■ WHAT IS ASKED
Copy out each of the lines below word for word, leaving out the pictures.

■ DATA ROWS
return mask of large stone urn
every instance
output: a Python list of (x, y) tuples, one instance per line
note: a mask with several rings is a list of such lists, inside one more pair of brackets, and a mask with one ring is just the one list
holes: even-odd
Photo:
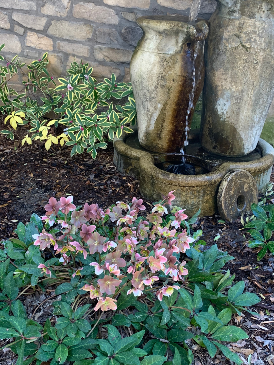
[(142, 16), (137, 23), (144, 34), (130, 72), (139, 140), (150, 151), (179, 151), (203, 86), (208, 24), (180, 16)]
[(217, 3), (206, 42), (201, 143), (237, 157), (256, 147), (274, 95), (274, 1)]

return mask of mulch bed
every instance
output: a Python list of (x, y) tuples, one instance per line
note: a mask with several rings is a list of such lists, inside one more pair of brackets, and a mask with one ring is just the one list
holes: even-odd
[[(52, 196), (60, 198), (69, 194), (73, 196), (77, 205), (97, 203), (105, 208), (118, 201), (141, 197), (138, 180), (132, 176), (122, 176), (113, 165), (111, 143), (107, 150), (99, 151), (95, 160), (86, 153), (71, 158), (70, 149), (66, 147), (54, 145), (47, 152), (39, 142), (22, 146), (20, 141), (27, 132), (19, 127), (14, 134), (14, 142), (0, 136), (0, 239), (13, 237), (18, 222), (25, 223), (33, 213), (43, 214), (43, 207)], [(151, 209), (152, 203), (144, 200), (147, 211), (144, 215)], [(243, 231), (240, 230), (243, 227), (240, 220), (223, 223), (218, 222), (220, 219), (217, 215), (201, 217), (193, 228), (203, 230), (201, 238), (206, 242), (206, 249), (216, 243), (219, 249), (235, 257), (225, 268), (236, 274), (235, 281), (244, 280), (247, 290), (262, 297), (262, 301), (253, 307), (257, 315), (244, 312), (241, 316), (232, 317), (230, 324), (241, 327), (250, 337), (245, 343), (239, 341), (241, 343), (232, 345), (232, 348), (240, 354), (244, 364), (248, 364), (250, 349), (254, 351), (252, 364), (273, 365), (274, 257), (267, 255), (257, 262), (257, 249), (247, 247), (248, 236), (246, 233), (244, 237)], [(36, 320), (43, 323), (47, 316), (52, 316), (51, 303), (56, 297), (49, 297), (54, 291), (54, 288), (50, 287), (44, 293), (37, 291), (22, 296), (28, 315), (31, 316), (40, 305), (34, 315)], [(0, 341), (0, 347), (9, 341)], [(220, 354), (212, 360), (207, 351), (191, 341), (189, 345), (193, 348), (195, 365), (230, 364)], [(241, 353), (241, 349), (245, 349)], [(16, 358), (9, 350), (0, 352), (0, 356), (1, 365), (15, 363)]]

■ EXERCISE SOLUTION
return mask of large stone urn
every instance
output: a Python list of (x, y) tuples, one instance per line
note: a mask with several rings is a list of such lists, inside one more pair of brackets, and a mask with one ring is just the one list
holes: even-odd
Photo:
[(142, 16), (137, 23), (144, 34), (130, 72), (139, 140), (150, 151), (179, 151), (203, 86), (208, 24), (180, 16)]
[(217, 3), (206, 42), (201, 143), (237, 157), (256, 147), (274, 95), (274, 1)]

return mask of mulch bed
every instance
output: a Python list of (x, y) tuples, one instance per line
note: a mask with several rings is a list of such lists, inside one more pair of brackets, and a mask with one ring is just the one list
holes: even-odd
[[(52, 196), (60, 198), (69, 194), (73, 196), (77, 205), (97, 203), (105, 208), (118, 201), (141, 197), (138, 180), (132, 176), (122, 176), (113, 165), (111, 143), (107, 150), (99, 151), (95, 160), (86, 153), (71, 158), (70, 149), (66, 147), (54, 145), (47, 152), (39, 142), (22, 146), (20, 141), (27, 132), (19, 127), (14, 134), (14, 142), (0, 136), (0, 239), (13, 237), (18, 222), (25, 223), (33, 213), (43, 214), (43, 207)], [(151, 209), (152, 203), (144, 200), (147, 211), (144, 215)], [(243, 231), (240, 230), (243, 227), (240, 220), (223, 223), (218, 222), (220, 219), (217, 215), (201, 217), (193, 228), (203, 230), (201, 238), (206, 242), (206, 249), (216, 243), (219, 249), (235, 257), (225, 268), (236, 274), (235, 281), (244, 280), (247, 290), (262, 297), (262, 301), (253, 307), (257, 315), (244, 312), (241, 316), (232, 317), (230, 324), (241, 327), (250, 337), (245, 343), (239, 341), (241, 343), (232, 345), (232, 348), (240, 354), (244, 364), (248, 364), (250, 349), (254, 351), (252, 364), (273, 365), (274, 257), (267, 255), (257, 262), (257, 249), (247, 247), (248, 236), (246, 233), (244, 237)], [(36, 320), (43, 323), (47, 316), (52, 316), (51, 303), (56, 297), (49, 297), (54, 291), (54, 288), (50, 287), (44, 293), (37, 291), (22, 296), (28, 315), (31, 316), (40, 305), (34, 315)], [(0, 341), (0, 347), (9, 341)], [(220, 354), (212, 360), (207, 351), (191, 341), (189, 345), (193, 348), (195, 365), (230, 364)], [(241, 353), (241, 349), (245, 349)], [(16, 358), (9, 350), (0, 352), (0, 356), (1, 365), (15, 363)]]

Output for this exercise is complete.